--- Task brief ---
After finding the line containing "target: corrugated metal roof" below, please output that line and each following one through the line containing "target: green grass field", exactly as written.

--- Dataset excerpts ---
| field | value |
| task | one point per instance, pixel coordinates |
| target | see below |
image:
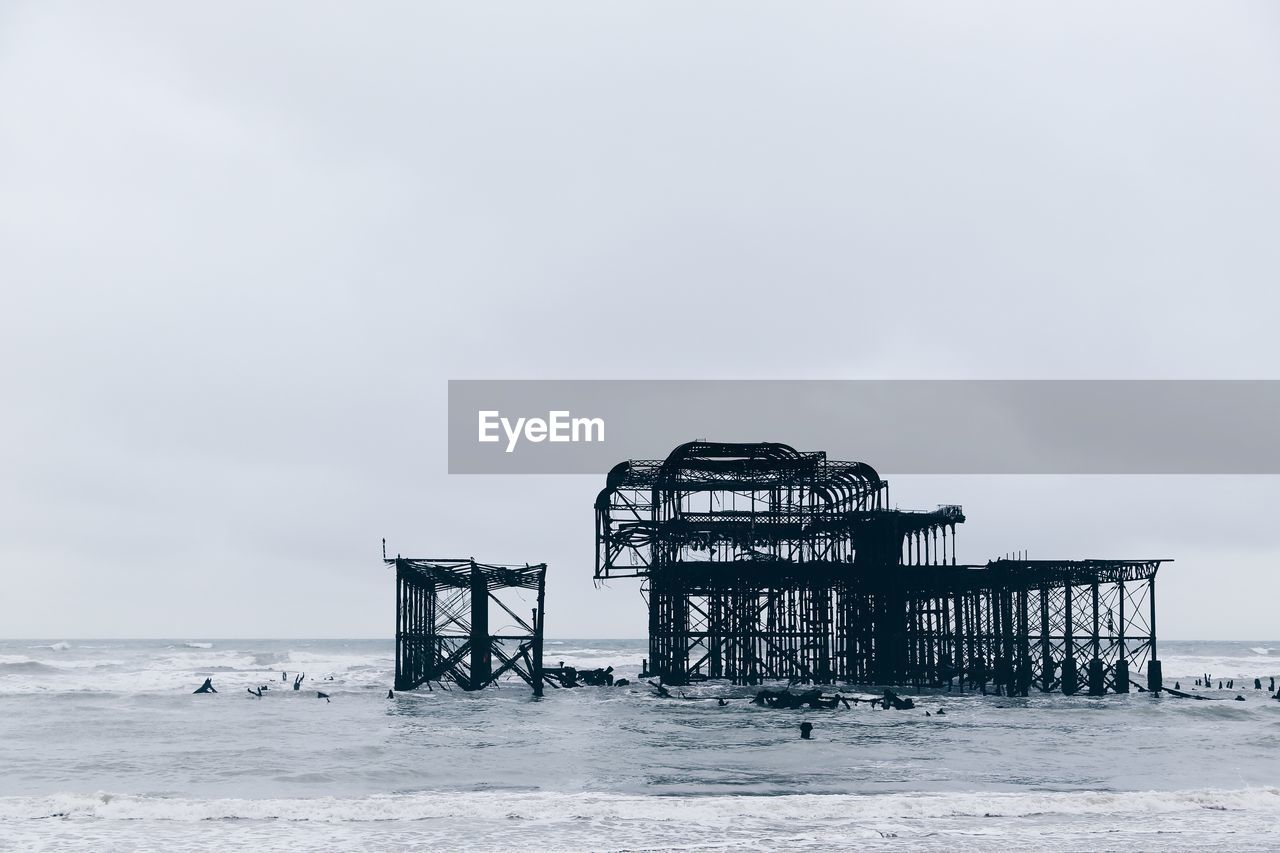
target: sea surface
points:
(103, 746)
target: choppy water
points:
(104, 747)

--

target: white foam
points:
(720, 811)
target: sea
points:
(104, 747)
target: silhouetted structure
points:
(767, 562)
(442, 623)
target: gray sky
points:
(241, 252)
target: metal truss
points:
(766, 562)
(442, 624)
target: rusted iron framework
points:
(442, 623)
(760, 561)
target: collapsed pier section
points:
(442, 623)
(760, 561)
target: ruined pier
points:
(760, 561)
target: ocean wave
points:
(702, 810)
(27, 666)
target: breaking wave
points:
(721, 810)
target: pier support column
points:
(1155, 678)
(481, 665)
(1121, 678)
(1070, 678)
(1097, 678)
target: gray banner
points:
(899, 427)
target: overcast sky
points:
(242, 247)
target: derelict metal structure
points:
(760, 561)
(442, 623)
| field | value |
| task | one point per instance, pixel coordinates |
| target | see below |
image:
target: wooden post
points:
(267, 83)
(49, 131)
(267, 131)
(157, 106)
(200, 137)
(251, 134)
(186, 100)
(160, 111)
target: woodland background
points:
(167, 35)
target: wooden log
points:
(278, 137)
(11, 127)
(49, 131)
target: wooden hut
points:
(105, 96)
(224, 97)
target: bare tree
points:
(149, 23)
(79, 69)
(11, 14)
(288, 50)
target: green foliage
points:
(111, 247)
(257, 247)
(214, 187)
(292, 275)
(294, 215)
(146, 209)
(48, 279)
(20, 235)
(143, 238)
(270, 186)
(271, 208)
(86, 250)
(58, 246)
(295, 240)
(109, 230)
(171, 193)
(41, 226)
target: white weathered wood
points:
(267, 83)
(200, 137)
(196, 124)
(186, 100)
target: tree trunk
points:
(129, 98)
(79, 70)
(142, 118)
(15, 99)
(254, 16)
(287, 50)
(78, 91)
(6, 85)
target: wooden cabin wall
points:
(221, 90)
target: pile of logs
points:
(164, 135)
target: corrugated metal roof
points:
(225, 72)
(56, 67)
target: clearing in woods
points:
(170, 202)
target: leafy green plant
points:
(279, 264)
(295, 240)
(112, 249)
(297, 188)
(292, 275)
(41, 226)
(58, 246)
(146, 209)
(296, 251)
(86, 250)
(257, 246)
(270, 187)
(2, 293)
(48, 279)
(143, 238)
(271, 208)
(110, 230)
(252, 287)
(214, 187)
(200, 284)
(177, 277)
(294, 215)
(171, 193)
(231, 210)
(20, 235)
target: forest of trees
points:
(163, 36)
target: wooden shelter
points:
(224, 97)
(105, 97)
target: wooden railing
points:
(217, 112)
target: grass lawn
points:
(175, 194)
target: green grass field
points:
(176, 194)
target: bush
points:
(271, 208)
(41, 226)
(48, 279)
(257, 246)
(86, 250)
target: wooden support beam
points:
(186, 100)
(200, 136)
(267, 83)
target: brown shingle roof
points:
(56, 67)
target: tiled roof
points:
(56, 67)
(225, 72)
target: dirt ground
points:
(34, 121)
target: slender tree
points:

---

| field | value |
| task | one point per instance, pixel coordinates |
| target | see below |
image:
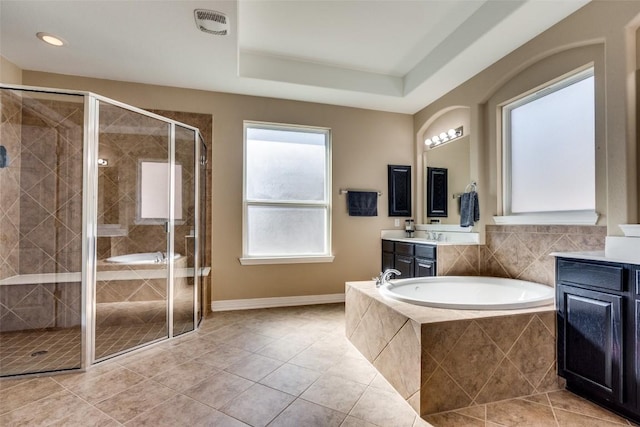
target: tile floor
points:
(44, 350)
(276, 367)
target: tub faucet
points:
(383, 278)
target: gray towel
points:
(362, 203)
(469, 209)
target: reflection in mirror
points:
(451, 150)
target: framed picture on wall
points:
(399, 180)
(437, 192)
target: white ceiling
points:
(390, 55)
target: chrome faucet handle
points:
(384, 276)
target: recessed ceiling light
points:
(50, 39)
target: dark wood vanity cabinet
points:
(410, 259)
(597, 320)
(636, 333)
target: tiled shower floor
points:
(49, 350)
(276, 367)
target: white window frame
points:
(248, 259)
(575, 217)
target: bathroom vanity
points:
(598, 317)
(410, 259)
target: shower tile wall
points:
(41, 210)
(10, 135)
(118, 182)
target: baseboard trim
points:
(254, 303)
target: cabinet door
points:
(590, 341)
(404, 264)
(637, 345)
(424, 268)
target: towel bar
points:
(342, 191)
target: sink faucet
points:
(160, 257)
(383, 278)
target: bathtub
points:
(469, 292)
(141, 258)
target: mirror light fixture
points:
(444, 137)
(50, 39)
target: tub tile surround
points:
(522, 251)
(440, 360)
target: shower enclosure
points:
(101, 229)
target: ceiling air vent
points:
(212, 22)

--- Finished task ---
target: corrugated metal roof
points:
(225, 72)
(56, 67)
target: clearing in woods
points:
(170, 202)
target: leafy green plant
points:
(279, 264)
(295, 240)
(112, 249)
(297, 188)
(292, 275)
(41, 226)
(58, 246)
(146, 209)
(296, 251)
(86, 250)
(257, 246)
(270, 187)
(2, 293)
(48, 279)
(143, 238)
(271, 208)
(110, 230)
(252, 287)
(214, 187)
(200, 284)
(177, 277)
(294, 215)
(171, 193)
(231, 210)
(20, 235)
target: forest of trees
points:
(163, 36)
target: wooden shelter
points:
(224, 97)
(105, 97)
target: wooden railing
points:
(217, 112)
target: grass lawn
points:
(175, 194)
target: green grass field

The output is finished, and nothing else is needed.